**Instruction:**
Please repeat the records from the line holding "# test: locate points for every instance of the small" through the end of the records, inclusive, keeping the request lines as they are. Scale every coordinate in the answers by 1.3 and round to the nearest whole number, with halves rounding up.
_ _ _
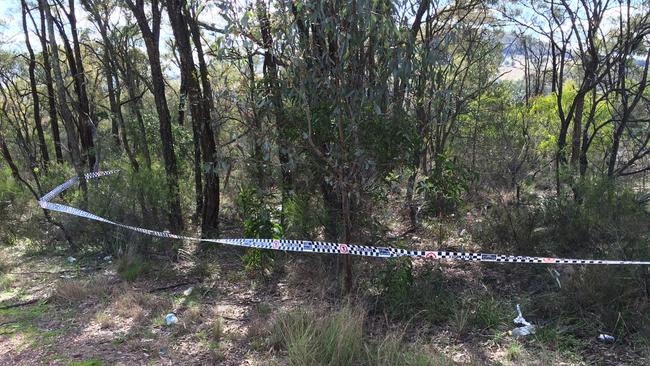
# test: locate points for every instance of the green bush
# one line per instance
(444, 187)
(339, 339)
(258, 218)
(606, 221)
(131, 268)
(302, 218)
(601, 219)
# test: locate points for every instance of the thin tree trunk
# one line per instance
(45, 156)
(200, 117)
(66, 114)
(51, 98)
(151, 40)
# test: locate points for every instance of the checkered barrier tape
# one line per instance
(306, 246)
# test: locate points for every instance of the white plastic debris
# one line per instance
(171, 319)
(524, 327)
(189, 290)
(606, 338)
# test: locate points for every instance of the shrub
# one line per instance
(444, 187)
(74, 290)
(130, 268)
(258, 223)
(302, 218)
(400, 292)
(339, 338)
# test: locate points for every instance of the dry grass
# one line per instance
(105, 320)
(138, 305)
(74, 290)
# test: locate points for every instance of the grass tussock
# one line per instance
(309, 338)
(138, 305)
(75, 290)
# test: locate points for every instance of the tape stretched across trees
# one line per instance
(316, 246)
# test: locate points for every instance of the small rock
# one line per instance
(606, 338)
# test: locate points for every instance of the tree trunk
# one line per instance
(45, 156)
(273, 88)
(151, 40)
(200, 109)
(577, 130)
(51, 98)
(66, 114)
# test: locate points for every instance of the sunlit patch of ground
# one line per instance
(98, 318)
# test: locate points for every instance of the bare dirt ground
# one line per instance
(85, 314)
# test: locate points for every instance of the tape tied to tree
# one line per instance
(306, 246)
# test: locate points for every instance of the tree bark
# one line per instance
(51, 98)
(45, 156)
(66, 114)
(200, 108)
(151, 35)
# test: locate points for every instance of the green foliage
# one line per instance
(605, 219)
(400, 293)
(131, 268)
(302, 217)
(444, 187)
(339, 339)
(258, 223)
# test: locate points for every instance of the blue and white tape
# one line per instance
(306, 246)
_ _ _
**Written solution:**
# test: locate points for every instance of the small rock
# one line per instance
(788, 439)
# test: locate points for every instance of the tree trunk
# one line per instance
(59, 203)
(355, 114)
(196, 52)
(260, 142)
(750, 169)
(66, 127)
(86, 148)
# test: locate points for every instance of the sunlit patch of ground
# one line per instance
(127, 413)
# test: locate points for every instance of the bare dirt ground
# one line per instance
(111, 408)
# test: locate points for every instance of the tape tied to tree
# one line per instance
(398, 320)
# test: locate points for every instance of the tree bark
# one line per instance
(66, 127)
(59, 203)
(86, 148)
(260, 140)
(196, 46)
# test: locate points for every instance of the green foliage
# one line per instance
(787, 285)
(520, 381)
(170, 348)
(393, 282)
(577, 243)
(441, 441)
(335, 290)
# test: locate points for every instance of the blue and white tape
# one line per instance
(398, 320)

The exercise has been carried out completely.